------ INPUT DATA

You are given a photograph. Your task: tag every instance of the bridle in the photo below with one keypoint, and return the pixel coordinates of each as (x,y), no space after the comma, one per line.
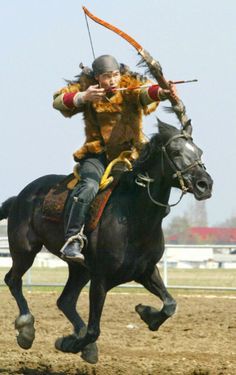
(145,180)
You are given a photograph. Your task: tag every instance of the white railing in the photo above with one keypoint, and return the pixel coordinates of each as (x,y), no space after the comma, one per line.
(175,256)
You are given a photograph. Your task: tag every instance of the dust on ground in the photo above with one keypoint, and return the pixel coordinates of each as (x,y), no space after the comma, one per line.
(198,340)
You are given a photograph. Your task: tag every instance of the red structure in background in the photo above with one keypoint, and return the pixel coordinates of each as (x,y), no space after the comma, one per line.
(204,235)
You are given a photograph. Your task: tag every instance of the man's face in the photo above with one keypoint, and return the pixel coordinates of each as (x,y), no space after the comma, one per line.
(109,80)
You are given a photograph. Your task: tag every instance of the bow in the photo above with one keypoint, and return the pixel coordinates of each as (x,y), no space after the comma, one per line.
(154,68)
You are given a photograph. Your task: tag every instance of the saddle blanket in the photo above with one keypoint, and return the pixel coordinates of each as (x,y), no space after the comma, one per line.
(56,199)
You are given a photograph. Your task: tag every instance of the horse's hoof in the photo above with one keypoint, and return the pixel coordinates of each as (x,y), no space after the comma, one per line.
(149,315)
(23,342)
(90,354)
(66,344)
(25,325)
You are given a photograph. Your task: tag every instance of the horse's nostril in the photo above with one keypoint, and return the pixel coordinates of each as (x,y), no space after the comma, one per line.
(202,185)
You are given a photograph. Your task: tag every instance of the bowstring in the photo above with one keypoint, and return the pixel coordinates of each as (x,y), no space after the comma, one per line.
(90,37)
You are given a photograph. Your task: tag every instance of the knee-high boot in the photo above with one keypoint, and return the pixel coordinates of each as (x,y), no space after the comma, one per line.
(75,239)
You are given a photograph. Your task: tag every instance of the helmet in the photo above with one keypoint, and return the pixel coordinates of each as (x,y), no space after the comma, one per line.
(104,64)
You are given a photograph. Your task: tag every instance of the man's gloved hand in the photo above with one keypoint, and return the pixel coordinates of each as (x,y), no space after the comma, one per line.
(170,93)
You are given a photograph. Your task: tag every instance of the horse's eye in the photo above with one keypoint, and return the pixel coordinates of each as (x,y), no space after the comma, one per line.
(176,153)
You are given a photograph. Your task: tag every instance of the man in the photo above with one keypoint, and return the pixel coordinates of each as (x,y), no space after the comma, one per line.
(113,123)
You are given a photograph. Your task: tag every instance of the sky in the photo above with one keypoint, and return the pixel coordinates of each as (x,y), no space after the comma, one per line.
(44,41)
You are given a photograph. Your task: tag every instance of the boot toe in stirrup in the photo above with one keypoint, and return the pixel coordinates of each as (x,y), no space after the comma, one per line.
(72,252)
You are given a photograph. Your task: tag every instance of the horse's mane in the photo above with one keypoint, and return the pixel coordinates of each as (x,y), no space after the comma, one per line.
(152,148)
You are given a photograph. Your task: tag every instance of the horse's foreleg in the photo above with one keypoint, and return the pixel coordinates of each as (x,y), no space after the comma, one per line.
(24,323)
(97,296)
(154,318)
(78,278)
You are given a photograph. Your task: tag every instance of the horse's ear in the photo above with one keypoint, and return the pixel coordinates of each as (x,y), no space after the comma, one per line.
(160,124)
(188,127)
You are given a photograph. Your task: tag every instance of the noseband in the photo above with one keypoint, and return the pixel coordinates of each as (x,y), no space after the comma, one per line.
(179,173)
(145,180)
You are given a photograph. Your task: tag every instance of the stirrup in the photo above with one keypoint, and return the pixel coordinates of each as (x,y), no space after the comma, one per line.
(76,237)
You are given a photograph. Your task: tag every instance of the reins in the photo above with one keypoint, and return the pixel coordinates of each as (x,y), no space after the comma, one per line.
(145,180)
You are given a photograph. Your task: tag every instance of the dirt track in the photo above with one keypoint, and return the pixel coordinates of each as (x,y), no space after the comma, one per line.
(198,340)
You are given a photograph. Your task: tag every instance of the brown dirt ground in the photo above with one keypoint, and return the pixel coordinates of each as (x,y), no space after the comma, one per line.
(198,340)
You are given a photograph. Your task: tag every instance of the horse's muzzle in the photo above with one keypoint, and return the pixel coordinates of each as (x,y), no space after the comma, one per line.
(202,188)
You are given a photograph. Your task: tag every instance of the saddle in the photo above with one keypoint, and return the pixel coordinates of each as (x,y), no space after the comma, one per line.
(56,199)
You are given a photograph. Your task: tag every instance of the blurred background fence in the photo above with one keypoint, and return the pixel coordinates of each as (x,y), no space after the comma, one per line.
(209,267)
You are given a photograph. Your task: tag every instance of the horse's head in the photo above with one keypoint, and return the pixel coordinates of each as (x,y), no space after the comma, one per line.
(182,160)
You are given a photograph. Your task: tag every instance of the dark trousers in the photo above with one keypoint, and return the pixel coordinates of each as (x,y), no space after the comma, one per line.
(91,171)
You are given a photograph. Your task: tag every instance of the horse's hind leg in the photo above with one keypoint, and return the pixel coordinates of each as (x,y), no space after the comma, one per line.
(154,318)
(78,278)
(24,323)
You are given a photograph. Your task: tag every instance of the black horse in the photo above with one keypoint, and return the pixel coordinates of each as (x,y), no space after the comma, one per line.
(126,245)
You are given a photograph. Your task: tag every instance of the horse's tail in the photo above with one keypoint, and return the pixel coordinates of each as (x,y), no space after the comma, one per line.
(5,208)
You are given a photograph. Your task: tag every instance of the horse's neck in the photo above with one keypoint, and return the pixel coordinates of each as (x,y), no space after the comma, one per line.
(159,191)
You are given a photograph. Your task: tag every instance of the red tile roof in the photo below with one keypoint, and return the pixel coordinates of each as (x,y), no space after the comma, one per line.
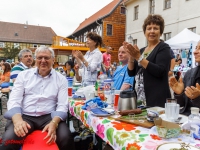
(25,33)
(105,11)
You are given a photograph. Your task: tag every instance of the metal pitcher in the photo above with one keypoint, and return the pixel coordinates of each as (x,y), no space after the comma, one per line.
(127,100)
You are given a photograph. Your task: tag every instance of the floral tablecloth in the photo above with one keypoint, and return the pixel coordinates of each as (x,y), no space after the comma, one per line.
(123,136)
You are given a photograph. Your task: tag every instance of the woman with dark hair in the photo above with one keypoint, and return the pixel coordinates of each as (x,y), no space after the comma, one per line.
(91,60)
(69,68)
(5,76)
(150,65)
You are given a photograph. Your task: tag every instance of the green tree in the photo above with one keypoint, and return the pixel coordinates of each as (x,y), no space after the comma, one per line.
(10,52)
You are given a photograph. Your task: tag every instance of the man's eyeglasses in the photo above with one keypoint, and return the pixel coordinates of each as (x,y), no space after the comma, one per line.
(41,57)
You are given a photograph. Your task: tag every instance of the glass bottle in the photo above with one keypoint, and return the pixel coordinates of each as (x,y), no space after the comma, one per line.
(71,73)
(194,120)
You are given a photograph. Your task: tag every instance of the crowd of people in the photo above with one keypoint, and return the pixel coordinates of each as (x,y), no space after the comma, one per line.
(39,101)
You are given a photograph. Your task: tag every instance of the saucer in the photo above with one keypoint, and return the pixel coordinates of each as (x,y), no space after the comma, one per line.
(169,146)
(183,119)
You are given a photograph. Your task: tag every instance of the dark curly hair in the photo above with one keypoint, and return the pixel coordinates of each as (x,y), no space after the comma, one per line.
(7,67)
(155,19)
(96,38)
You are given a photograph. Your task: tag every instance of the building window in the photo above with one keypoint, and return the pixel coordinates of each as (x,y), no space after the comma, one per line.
(136,11)
(134,41)
(123,10)
(167,36)
(16,45)
(192,29)
(1,44)
(109,29)
(151,6)
(35,45)
(167,4)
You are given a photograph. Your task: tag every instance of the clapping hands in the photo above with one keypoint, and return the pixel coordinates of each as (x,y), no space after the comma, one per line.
(178,87)
(132,50)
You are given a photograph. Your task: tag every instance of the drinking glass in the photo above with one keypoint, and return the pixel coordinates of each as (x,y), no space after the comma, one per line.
(171,100)
(69,91)
(172,111)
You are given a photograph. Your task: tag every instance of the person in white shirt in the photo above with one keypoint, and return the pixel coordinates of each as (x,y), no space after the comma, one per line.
(39,101)
(91,60)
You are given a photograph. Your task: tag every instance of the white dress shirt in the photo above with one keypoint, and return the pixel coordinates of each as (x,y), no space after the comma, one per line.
(94,60)
(35,95)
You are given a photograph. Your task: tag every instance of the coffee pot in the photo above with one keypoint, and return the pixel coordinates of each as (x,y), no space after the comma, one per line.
(127,100)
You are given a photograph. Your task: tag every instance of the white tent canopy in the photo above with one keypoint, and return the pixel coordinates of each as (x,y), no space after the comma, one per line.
(183,40)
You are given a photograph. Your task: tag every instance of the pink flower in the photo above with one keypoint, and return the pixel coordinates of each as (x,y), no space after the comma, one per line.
(72,111)
(100,130)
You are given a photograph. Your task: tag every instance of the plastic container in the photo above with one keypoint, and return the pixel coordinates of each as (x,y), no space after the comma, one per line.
(70,81)
(102,77)
(71,74)
(108,83)
(194,117)
(194,120)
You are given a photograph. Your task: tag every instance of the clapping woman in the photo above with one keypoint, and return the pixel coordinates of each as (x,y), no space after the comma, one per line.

------------

TASK BRIEF: Please write out the lines that run from the one with "of the pink" to the end of the records, both included, exactly as they appear.

ANSWER FOR THE TASK:
You are given a photograph. Your task: tag every instance of the pink flower in the photo above with one keypoint, and return the pixel coordinates of each as (x,y), no space after the comma, one per line.
(72,111)
(100,130)
You are given a photograph. Your task: tag every instance of the plastic container in the photo above with one keypoint, and return the pixel coordinates of each as (x,y), no space after the comma, one per line.
(70,81)
(102,77)
(71,74)
(108,83)
(194,117)
(194,120)
You are given a photograph. Your task: tag every instance of the clapping woman in the photo above with one keypoint, and return the pixel coordinates of each as (x,y), no space after the comma, one per line.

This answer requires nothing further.